[Information supplied — start]

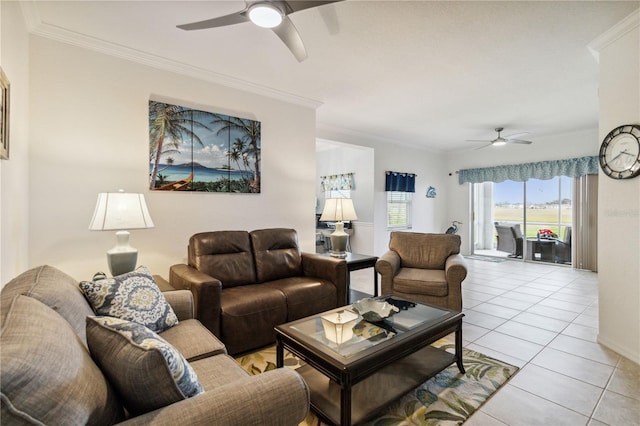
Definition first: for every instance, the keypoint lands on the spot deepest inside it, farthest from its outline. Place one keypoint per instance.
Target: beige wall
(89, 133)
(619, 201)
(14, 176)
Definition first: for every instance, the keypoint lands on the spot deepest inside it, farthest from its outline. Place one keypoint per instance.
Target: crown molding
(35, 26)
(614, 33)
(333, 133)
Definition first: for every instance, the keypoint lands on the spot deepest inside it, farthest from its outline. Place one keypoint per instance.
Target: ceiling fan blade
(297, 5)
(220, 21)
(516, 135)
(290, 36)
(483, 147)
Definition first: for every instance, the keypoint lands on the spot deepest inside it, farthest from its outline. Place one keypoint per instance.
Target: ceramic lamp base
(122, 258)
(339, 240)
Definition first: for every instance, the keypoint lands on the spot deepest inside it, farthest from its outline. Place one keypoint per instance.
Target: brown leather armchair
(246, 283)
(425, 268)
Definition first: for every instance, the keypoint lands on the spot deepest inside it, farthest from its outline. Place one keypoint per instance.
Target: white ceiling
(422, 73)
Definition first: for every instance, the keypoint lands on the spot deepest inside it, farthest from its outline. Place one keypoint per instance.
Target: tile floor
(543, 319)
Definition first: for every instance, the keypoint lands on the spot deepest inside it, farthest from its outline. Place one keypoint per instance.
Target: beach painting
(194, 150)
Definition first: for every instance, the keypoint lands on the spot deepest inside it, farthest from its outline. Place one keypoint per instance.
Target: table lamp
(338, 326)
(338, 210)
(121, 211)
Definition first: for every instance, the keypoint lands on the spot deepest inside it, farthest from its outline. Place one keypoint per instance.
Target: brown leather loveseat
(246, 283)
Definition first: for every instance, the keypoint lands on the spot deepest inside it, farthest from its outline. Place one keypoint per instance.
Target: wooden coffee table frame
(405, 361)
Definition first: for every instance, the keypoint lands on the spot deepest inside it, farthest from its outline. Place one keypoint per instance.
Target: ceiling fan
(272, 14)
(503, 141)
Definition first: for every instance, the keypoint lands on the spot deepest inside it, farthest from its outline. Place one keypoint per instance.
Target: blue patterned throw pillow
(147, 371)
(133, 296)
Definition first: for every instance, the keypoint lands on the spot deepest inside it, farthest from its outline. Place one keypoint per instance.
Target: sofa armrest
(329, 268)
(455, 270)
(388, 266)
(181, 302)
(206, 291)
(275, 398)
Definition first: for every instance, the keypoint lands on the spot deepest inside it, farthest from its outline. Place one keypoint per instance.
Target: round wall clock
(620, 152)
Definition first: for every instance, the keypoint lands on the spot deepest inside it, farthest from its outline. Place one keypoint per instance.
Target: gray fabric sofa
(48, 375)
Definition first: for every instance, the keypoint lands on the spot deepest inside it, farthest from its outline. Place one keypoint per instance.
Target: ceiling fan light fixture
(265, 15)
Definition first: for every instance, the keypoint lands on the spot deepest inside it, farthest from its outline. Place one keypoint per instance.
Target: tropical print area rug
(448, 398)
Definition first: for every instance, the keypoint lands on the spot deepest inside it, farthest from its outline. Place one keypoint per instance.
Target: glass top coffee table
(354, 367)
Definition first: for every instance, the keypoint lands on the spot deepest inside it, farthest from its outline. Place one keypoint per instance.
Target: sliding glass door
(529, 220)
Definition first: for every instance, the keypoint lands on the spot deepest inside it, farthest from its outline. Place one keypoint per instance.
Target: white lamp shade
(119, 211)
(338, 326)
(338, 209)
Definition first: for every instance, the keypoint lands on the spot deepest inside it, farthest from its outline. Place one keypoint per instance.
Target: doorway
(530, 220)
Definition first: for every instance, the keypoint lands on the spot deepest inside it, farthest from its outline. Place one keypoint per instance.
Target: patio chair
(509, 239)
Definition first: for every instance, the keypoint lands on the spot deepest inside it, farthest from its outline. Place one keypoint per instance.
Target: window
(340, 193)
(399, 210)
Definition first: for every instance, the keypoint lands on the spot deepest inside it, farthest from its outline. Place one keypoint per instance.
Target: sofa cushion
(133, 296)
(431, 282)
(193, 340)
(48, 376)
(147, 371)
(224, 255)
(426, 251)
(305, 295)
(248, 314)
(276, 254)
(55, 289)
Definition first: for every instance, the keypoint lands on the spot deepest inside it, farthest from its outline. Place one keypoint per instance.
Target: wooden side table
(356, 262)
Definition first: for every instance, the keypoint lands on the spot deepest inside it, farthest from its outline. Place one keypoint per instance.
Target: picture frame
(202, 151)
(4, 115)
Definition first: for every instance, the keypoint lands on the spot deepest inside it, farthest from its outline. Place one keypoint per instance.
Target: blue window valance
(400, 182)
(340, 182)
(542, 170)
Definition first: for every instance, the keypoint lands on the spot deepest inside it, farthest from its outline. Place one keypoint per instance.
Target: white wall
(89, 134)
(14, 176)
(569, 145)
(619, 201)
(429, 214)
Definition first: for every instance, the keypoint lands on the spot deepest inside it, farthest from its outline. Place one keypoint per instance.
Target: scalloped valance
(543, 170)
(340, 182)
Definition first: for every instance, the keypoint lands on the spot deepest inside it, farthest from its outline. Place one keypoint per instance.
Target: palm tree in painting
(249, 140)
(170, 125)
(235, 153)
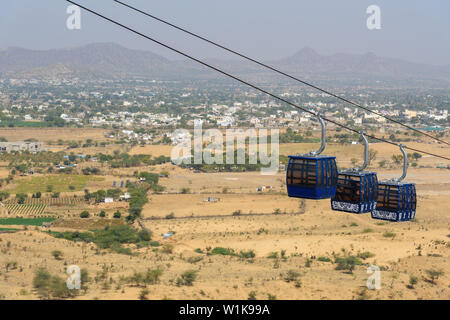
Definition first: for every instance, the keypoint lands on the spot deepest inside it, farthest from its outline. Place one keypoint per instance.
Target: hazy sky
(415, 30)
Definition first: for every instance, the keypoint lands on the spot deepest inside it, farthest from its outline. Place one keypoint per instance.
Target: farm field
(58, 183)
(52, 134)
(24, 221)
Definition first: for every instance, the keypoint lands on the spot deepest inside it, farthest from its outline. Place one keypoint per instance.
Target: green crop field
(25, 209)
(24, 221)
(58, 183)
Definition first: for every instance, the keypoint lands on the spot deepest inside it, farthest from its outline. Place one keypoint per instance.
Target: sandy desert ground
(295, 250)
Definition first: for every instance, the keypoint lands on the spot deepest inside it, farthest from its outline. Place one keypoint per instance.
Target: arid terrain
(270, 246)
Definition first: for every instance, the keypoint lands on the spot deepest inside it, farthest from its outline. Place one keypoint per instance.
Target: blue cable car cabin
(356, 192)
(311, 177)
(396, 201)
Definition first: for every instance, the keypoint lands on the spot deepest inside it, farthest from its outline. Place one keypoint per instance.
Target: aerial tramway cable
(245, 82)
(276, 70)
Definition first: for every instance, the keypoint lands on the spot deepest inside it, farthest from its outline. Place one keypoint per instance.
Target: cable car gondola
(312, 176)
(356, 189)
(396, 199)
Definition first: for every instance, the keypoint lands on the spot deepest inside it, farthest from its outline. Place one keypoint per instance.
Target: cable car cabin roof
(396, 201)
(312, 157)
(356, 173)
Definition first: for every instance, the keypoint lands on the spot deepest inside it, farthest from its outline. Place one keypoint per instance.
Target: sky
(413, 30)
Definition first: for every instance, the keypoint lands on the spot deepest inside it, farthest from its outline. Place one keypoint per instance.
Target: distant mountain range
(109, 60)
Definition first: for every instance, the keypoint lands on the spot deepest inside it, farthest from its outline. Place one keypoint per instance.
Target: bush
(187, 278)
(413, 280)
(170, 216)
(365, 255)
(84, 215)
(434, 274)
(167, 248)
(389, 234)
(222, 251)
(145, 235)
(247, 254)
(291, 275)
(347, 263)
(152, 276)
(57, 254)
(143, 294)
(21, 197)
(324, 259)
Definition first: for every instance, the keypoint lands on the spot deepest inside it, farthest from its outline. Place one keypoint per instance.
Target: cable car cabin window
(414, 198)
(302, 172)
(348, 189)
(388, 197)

[Information supplied — finish]

= What to produce =
All of the material above is to be retyped verbatim, with its pictures omitted.

= Output for this exercise =
Definition first: for every instance, the keypoint lands on the spot deepest inside it, farthest from its outline. Place one keypoint per instance.
Target: beige wall
(89, 133)
(619, 201)
(14, 176)
Definition first: for every instance, the keypoint lands on the spot deepest inside it, farthest from its outline. Place one keypoint per instance.
Target: crown molding
(35, 26)
(614, 33)
(333, 133)
Definition first: for every instance, the keypoint lands on the spot deepest inside it, farthest from its outline. Place one keypoint per instance.
Target: ceiling fan blade
(297, 5)
(220, 21)
(516, 135)
(290, 36)
(483, 147)
Definition first: for every instance, the keypoint lands on the spot deepest inside it, farthest from its outline. Place one keypoint per instance.
Target: ceramic lamp base
(122, 258)
(339, 240)
Definition first: for every instance, the keypoint lands on the spot deepest inside it, farthest from its outline. Place one keypoint per instance.
Target: brown leather armchair
(246, 283)
(425, 268)
Definition first: for every instance, the keypoint lands on the spot deepest inside it, farthest from its outline. Place one keypoint per instance.
Target: white ceiling
(422, 73)
Definition first: for every instance, the keypoint lands on the spot deepest inside it, farthest from its outline. Place one keypoint per instance.
Target: tile floor
(543, 319)
Definition first: for every instance, the keypoint lands on the spot deepest inside it, farthest from its outline. Place one keypoint per instance.
Target: beach painting
(194, 150)
Definition first: for every instance, the keypoint lands on the spot deepest inside it, farthest from its outline. Place one keypoint per instance.
Target: table lamp
(338, 326)
(338, 210)
(121, 211)
Definition first: for every instance, the keypoint lands on the spot deepest inside it, farthest from its outline. Place one keypoint per instance.
Target: brown leather loveseat
(246, 283)
Definition first: for every instance, the keypoint lands on the spot deepest inside it, farthest from its outline. Place one keypoint per instance.
Target: wooden coffee table frame
(405, 361)
Definition first: for every instance, the keypoint lands on the spot deepest inside it, farthest from its outline. Place one keypoint per instance.
Target: ceiling fan
(272, 14)
(503, 141)
Definition first: for every instance, the keypoint lands on the spot deepest inside it, farthest from its outline. Place one keypoint per instance.
Target: blue patterned throw pillow
(147, 371)
(133, 296)
Definition first: for every instance, the keypoint lands on the spot deepest inside it, farthest from its outline. Place one keypoint per instance.
Target: sofa armrest
(329, 268)
(455, 270)
(388, 266)
(181, 302)
(206, 291)
(275, 398)
Definition first: for every instance, the keypoint lands on the spot deepest inside it, farthest from its outline. Place one keypoint per instance.
Target: round wall clock
(620, 152)
Definition first: for every instance, the keypoint lands on the spot deepest inside it, farthest from its outline. Place one keypoint per instance.
Target: gray fabric sofa
(48, 375)
Definition first: for every instance, the keypoint lands on the spot deepest inside it, farthest from its outline. Place one keypoint per instance.
Target: ceiling fan light fixture
(265, 15)
Definition first: for every instance, the keypoint lands on the spot deepest inside it, farthest from its outline. Place one keypoint per instance.
Target: tropical print area rug
(448, 398)
Definition first: for every instance, the keypoint lands on the spot deepest inside it, farthest from its outline. Place one keypoint per instance.
Target: glass top coffee table
(354, 367)
Definition first: for every instance, the keypoint lands on the spot deepest inside it, farthest from its outline. Place one keypoint per instance.
Target: sliding glass door
(529, 220)
Definition first: for every instance, the keypoint lands on the spot deepest inside it, farthest from its outline. Place one keypoint per instance.
Target: white lamp shade
(119, 211)
(338, 326)
(338, 209)
Definition first: for every instance, the keypoint lands on the spot deepest inside it, farthest from its outline. Place one keypoint per instance.
Target: doorway
(530, 220)
Definition first: for every instance, the keypoint lands on the spot deepest inside it, farthest from its outline. Place one keypoint per instance.
Target: patio chair
(509, 239)
Definition first: for every instance, the keypoint lands on the spot deepest inside it, farthest from its outline. Place one keypoint per instance.
Target: window
(340, 193)
(399, 210)
Definition first: for every instance, the keypoint lands on the spot deepest inside it, farthest from its outline. Place one keypoint per instance.
Target: sofa cushion
(133, 296)
(431, 282)
(193, 340)
(48, 376)
(147, 371)
(224, 255)
(426, 251)
(305, 295)
(248, 314)
(276, 254)
(55, 289)
Definition first: for every instance, the keypoint lands on the spot deepest inside it, farthest from its outline. Place one keypoint per instance.
Target: wooden side table
(356, 262)
Definition first: for every instance, the keypoint lands on the spot deepest inside it, farthest from its outline. Place one keypoint per instance.
Target: picture frame
(202, 151)
(4, 115)
Definition first: for every instance, the keypoint lands on the spot deepest inside it, farthest from its outline. Place one keypoint per instance.
Target: blue window valance
(400, 182)
(340, 182)
(542, 170)
Definition first: for every instance, the keypoint lands on the spot deepest inside it, farthest from its outline. Place one keypoint per instance.
Target: white wall
(89, 134)
(14, 176)
(569, 145)
(619, 201)
(429, 214)
Definition first: for every instance, the keypoint lands on the spot deepest inside it, farthest from its outline. Place one keypoint per instance.
Target: scalloped valance
(543, 170)
(340, 182)
Definition first: for every instance, the keypoint lands on the spot deepest inside it, farthest from its outline. Place one keypoint per instance.
Target: palm tree in painting
(249, 140)
(170, 125)
(235, 153)
Definition first: for every instance, the keypoint lands on the spot deepest inside it, farthest from its outline. Place one keypoint per instance.
Target: hazy sky
(415, 30)
Definition first: for every instance, the keypoint lands on the spot deepest inside it, farthest from its outline. Place one keypoint per instance.
Target: farm field
(58, 183)
(52, 134)
(24, 221)
Definition first: for every instance, the keypoint lands on the spot deepest inside it, farthest from its outline. Place one keypoint per instance.
Target: green crop field
(25, 209)
(24, 221)
(58, 183)
Definition first: for every instance, the keypoint lands on the spot deepest inside it, farthest from its outline. Place one keypoint per instance.
Target: sandy desert ground
(295, 250)
Definition first: for every instance, the keypoint lands on the spot deepest inside it, farthest from its outline. Place one keypoint per instance.
Target: arid terrain
(270, 246)
Definition first: for every instance, the keypoint lands on the spot deepest inside it, farthest from its outline. Place one keypoint per instance.
Target: blue cable car cabin
(356, 192)
(311, 177)
(396, 201)
Definition first: for every instance, the keypoint lands on the spot deepest inside it, farthest from its outline. Place one keypoint per instance.
Target: aerial tramway cable
(245, 82)
(276, 70)
Definition first: for every instance, the keypoint lands on the spot deepest inside it, farthest from its outline. Place one keypoint per instance.
Target: cable car gondola
(312, 176)
(356, 189)
(396, 199)
Definition first: for every instance, the keypoint lands on the spot deepest inside it, farthest from its outline. Place one keypoint per instance.
Target: cable car cabin roof
(396, 201)
(312, 157)
(356, 173)
Definition first: for every instance, the keypoint lands on the spot deepest inside it, farthest from its outline. Place one keypoint per instance.
Target: sky
(413, 30)
Definition first: for every instance, the keypoint lands on the spot deepest inside it, farthest from its outline. Place one keypoint per instance.
Target: distant mountain range
(109, 60)
Definition first: for every instance, the keypoint lands on the spot deepest inside it, farthest from its outline. Place one keypoint per instance.
Target: bush
(187, 278)
(413, 280)
(170, 216)
(365, 255)
(84, 215)
(434, 274)
(167, 248)
(389, 234)
(222, 251)
(145, 235)
(247, 254)
(291, 275)
(347, 263)
(152, 276)
(57, 254)
(143, 294)
(21, 197)
(324, 259)
Definition first: for every instance, the keypoint lands on the spot deepest inside it, farthest from its outline. Place one keypoint per instance.
Target: cable car cabin window
(414, 198)
(302, 172)
(348, 189)
(388, 197)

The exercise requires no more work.